++++ Task input ++++

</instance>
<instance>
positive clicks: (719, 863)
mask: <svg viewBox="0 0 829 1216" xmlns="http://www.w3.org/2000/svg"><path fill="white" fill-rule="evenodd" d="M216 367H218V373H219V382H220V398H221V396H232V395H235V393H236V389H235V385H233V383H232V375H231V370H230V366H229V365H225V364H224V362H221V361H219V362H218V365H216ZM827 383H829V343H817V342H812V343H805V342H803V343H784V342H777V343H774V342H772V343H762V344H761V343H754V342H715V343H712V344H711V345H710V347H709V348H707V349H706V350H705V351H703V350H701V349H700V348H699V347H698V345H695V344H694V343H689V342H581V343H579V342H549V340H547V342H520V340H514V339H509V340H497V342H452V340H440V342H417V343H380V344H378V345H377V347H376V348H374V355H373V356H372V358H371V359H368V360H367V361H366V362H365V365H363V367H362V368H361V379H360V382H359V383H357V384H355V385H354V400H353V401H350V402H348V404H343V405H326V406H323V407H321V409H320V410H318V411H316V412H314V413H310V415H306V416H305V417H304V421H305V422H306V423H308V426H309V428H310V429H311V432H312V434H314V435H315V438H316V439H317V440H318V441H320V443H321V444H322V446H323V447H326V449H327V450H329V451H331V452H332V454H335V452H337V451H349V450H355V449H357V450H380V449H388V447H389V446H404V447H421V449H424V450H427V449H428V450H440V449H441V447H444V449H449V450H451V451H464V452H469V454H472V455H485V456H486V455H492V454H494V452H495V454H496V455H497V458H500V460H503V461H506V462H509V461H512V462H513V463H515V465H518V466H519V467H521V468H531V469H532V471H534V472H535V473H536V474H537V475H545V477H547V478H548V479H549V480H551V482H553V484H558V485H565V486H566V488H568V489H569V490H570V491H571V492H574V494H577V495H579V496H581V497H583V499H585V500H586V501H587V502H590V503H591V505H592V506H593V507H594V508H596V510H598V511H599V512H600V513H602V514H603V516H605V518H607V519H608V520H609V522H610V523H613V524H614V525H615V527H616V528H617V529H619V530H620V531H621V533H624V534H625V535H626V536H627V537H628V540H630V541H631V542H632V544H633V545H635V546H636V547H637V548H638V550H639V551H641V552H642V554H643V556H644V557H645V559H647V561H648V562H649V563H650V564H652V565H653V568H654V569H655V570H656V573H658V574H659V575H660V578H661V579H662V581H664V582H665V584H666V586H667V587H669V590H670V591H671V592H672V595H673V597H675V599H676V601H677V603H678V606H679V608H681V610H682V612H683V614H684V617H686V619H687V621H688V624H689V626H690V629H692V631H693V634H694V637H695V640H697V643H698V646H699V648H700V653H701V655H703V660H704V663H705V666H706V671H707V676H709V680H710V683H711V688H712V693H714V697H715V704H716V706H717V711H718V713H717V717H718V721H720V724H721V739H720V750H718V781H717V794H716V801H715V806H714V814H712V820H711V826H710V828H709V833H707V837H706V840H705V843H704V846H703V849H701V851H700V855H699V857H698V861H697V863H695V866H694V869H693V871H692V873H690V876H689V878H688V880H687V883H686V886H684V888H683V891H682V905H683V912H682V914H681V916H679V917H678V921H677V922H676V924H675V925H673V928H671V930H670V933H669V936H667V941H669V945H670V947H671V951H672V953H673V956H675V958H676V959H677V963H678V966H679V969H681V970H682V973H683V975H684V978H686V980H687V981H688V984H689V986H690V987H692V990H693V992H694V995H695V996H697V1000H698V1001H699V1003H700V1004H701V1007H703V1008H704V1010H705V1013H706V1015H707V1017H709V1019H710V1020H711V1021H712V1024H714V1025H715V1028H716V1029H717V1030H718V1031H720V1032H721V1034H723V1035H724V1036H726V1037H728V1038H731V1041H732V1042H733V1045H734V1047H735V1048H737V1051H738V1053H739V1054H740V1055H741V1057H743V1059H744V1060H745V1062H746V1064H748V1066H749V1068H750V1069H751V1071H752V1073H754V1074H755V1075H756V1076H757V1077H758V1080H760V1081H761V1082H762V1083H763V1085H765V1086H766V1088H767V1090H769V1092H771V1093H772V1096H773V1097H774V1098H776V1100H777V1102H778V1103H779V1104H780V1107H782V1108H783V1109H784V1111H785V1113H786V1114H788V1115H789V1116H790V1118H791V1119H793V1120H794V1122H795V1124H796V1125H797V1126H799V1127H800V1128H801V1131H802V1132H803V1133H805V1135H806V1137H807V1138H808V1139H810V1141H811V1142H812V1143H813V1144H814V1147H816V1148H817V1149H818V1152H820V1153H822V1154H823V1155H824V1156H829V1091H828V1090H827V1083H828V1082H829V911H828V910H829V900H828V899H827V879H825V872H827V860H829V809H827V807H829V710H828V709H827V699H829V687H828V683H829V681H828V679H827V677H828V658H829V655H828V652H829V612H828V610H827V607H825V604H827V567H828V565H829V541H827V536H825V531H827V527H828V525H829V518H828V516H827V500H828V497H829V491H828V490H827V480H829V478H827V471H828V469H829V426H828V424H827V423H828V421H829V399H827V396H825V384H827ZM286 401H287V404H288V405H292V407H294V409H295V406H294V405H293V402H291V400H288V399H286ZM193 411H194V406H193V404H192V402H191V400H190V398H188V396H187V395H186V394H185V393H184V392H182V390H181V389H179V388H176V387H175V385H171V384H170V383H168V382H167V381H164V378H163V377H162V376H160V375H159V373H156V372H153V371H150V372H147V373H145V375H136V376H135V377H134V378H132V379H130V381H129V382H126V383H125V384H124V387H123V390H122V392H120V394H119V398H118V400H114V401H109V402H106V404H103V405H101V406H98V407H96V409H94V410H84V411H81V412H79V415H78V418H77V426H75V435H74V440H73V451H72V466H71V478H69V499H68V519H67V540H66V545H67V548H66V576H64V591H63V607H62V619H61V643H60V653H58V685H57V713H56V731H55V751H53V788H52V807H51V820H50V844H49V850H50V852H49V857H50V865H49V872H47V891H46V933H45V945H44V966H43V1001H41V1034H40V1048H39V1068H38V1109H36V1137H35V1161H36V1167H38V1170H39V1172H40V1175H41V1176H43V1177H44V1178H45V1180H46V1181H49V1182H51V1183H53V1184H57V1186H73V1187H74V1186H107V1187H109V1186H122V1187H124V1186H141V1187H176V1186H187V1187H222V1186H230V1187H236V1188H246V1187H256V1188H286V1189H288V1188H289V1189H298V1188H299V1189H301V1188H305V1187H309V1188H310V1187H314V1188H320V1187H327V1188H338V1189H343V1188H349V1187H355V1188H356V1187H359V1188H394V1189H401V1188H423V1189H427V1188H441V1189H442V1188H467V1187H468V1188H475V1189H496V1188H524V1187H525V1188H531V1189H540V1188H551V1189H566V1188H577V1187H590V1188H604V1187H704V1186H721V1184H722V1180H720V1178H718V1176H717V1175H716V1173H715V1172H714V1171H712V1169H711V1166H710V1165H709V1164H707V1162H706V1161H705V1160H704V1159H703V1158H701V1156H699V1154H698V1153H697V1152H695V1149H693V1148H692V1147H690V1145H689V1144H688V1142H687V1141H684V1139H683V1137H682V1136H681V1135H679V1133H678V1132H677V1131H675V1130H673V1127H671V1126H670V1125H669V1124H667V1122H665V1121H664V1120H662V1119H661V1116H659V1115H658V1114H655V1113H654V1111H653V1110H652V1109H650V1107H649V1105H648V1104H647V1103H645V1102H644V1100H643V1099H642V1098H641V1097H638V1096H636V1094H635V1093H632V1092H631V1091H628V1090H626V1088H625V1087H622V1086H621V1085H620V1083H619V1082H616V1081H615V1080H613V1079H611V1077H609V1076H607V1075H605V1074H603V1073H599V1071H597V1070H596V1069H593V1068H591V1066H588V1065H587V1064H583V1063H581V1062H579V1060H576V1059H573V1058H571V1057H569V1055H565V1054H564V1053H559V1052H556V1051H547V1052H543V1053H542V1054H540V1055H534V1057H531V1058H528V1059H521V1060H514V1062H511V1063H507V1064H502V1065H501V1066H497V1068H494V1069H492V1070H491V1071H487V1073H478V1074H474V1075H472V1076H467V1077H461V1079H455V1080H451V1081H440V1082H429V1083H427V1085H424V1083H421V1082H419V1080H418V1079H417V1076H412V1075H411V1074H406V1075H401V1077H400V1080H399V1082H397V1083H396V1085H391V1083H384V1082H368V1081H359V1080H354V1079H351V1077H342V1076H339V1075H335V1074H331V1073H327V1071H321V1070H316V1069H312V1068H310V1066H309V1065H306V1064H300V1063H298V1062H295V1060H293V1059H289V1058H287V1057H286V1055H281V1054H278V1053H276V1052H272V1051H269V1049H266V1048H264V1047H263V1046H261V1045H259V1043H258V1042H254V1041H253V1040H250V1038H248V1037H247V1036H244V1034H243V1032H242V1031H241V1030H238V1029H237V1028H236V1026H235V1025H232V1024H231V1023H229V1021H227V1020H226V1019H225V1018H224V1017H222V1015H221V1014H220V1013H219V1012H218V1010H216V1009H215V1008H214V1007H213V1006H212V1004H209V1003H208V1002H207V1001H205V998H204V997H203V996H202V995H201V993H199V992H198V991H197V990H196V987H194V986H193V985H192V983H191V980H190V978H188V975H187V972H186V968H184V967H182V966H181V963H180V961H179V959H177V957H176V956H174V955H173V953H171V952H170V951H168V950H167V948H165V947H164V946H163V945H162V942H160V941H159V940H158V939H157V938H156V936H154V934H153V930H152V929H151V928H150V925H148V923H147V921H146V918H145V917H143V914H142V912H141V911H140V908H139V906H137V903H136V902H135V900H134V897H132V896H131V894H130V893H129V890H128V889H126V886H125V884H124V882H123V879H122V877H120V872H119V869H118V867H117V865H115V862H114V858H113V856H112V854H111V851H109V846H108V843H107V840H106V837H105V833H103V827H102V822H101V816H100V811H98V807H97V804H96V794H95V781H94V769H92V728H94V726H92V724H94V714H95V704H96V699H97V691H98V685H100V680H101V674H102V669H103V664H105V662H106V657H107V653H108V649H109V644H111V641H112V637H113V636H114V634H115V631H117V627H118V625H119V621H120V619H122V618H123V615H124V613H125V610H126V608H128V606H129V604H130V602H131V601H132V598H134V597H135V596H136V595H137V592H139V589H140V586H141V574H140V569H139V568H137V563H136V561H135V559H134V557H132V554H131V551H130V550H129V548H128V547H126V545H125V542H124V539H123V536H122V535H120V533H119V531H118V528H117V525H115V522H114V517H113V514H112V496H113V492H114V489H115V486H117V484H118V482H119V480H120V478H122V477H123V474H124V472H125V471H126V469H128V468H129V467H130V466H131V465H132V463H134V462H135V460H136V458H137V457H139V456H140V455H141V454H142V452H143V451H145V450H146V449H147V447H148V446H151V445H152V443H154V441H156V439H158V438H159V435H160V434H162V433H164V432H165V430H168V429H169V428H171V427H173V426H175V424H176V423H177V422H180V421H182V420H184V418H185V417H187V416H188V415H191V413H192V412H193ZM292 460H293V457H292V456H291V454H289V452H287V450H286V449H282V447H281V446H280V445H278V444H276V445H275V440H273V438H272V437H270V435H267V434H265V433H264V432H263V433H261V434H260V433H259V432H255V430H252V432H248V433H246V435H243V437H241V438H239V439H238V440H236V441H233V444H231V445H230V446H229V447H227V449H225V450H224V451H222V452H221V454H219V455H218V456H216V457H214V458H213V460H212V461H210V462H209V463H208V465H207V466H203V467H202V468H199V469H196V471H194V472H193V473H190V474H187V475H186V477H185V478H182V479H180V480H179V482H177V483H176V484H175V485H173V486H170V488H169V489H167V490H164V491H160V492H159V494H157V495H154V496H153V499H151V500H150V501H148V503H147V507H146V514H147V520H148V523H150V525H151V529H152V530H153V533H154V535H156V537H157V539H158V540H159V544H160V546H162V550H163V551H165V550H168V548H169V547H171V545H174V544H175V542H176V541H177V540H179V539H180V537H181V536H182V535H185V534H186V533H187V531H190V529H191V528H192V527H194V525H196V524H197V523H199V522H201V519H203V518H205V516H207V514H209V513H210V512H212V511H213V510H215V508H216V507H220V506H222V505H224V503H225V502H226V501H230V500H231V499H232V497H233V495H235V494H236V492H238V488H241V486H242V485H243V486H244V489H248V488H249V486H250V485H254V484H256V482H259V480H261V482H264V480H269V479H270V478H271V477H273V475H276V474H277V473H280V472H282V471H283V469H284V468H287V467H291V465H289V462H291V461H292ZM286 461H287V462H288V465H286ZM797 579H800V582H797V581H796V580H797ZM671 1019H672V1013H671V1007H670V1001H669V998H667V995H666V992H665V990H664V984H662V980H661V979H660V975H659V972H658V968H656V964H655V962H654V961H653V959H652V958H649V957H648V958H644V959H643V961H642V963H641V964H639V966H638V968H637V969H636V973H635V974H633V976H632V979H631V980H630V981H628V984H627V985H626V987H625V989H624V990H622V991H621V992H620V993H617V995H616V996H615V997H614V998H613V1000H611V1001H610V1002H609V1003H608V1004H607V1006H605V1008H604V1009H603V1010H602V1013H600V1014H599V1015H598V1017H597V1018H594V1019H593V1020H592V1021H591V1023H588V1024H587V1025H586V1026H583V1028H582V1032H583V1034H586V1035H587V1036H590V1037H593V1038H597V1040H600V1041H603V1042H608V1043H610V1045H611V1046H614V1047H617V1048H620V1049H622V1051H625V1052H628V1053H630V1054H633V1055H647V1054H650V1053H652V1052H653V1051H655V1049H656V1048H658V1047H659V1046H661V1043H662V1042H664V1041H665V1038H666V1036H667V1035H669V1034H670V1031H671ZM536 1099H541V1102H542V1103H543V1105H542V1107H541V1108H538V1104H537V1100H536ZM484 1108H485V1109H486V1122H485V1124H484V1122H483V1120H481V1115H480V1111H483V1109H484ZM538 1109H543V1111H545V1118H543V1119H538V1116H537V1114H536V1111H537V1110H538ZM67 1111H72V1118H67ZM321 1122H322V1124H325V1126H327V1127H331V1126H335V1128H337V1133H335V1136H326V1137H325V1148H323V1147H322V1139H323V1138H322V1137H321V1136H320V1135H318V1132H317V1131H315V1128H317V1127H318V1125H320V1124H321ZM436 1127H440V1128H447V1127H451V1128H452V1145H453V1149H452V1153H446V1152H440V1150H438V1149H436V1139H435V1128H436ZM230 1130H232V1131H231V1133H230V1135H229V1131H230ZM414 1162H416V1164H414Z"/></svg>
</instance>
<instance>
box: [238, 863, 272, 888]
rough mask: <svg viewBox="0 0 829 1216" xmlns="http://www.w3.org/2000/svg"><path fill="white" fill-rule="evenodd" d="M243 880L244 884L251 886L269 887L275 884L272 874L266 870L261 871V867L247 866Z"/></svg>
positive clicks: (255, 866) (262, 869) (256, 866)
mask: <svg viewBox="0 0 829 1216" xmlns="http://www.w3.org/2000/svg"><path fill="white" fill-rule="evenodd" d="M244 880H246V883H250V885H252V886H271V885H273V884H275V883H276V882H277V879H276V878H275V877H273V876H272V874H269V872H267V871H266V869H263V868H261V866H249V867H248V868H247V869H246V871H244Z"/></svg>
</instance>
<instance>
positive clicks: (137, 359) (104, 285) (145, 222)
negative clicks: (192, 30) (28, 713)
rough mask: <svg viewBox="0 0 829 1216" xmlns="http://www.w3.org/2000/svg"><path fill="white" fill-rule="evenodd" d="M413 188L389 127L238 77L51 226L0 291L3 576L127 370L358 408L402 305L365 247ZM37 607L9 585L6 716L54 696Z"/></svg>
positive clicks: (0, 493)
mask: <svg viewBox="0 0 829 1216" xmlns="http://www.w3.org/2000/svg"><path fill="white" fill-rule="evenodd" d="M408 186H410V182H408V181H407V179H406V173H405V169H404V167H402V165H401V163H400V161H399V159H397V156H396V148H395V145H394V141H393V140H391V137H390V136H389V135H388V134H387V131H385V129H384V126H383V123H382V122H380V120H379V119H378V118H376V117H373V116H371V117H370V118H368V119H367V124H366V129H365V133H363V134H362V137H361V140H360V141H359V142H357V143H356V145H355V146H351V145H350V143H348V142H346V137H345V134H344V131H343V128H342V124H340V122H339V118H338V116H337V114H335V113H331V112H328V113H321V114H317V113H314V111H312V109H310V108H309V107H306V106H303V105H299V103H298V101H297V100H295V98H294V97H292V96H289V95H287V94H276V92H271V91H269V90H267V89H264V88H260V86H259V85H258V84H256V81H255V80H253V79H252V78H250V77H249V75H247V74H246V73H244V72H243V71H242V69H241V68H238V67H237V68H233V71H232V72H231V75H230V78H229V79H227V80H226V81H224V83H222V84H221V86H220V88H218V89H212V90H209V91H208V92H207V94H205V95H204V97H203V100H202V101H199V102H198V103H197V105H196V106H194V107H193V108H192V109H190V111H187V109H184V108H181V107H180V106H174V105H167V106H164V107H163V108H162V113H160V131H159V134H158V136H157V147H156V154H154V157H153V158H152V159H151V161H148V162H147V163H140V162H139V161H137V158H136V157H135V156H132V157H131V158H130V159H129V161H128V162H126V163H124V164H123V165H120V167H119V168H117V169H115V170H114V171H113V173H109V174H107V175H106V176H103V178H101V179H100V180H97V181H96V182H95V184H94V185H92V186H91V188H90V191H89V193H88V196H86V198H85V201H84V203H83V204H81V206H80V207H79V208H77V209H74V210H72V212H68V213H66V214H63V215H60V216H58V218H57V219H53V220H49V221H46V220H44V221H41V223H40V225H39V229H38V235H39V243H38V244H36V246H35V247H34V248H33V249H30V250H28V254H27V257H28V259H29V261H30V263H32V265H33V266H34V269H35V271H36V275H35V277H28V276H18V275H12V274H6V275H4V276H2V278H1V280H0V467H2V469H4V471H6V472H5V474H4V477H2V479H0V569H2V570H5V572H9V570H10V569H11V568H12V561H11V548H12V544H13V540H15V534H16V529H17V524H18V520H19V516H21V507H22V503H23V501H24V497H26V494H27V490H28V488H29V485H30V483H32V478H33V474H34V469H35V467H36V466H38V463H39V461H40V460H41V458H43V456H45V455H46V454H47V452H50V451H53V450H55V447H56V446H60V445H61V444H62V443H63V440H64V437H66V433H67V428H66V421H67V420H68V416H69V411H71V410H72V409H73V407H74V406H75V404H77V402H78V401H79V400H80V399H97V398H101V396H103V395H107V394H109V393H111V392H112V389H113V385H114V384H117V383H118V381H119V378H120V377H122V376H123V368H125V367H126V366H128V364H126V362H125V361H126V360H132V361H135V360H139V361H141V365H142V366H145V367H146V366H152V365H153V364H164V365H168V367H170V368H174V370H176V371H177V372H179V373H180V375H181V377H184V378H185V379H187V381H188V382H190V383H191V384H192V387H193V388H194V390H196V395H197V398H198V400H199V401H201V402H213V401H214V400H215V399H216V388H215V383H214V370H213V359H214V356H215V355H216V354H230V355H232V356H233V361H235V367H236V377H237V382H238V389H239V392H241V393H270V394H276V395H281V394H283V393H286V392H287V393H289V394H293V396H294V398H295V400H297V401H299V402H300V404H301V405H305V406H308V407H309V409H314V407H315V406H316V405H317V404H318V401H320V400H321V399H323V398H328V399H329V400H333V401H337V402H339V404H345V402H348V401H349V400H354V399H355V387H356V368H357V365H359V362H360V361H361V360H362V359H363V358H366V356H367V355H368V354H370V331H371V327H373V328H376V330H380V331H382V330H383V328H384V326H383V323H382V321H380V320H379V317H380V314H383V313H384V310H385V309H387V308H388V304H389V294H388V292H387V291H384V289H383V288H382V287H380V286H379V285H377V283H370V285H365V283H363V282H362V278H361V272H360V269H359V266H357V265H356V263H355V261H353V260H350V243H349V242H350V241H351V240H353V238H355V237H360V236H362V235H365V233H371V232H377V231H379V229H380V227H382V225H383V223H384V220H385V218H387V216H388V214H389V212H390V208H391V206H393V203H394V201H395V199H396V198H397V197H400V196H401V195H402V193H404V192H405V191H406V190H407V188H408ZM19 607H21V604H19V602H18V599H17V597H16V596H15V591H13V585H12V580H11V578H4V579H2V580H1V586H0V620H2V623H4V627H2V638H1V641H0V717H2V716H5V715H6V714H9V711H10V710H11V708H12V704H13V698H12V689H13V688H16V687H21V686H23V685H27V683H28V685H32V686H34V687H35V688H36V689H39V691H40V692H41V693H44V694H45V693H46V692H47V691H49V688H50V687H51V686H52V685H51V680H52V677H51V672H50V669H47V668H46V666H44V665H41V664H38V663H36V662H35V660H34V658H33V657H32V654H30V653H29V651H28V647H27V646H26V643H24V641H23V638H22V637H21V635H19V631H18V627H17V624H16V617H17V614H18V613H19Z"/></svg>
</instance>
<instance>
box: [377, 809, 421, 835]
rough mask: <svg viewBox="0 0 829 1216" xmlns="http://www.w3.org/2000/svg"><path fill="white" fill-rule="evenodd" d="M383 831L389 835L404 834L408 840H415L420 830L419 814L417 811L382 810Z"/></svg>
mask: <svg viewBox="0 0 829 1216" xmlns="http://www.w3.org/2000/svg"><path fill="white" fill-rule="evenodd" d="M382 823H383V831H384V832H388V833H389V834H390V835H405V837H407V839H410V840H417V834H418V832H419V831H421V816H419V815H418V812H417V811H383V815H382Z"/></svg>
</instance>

++++

▸ Work to complete: Count every line in the data where the string "clicks" occurs. Give nothing except the number.

▸ Solved exercise: 5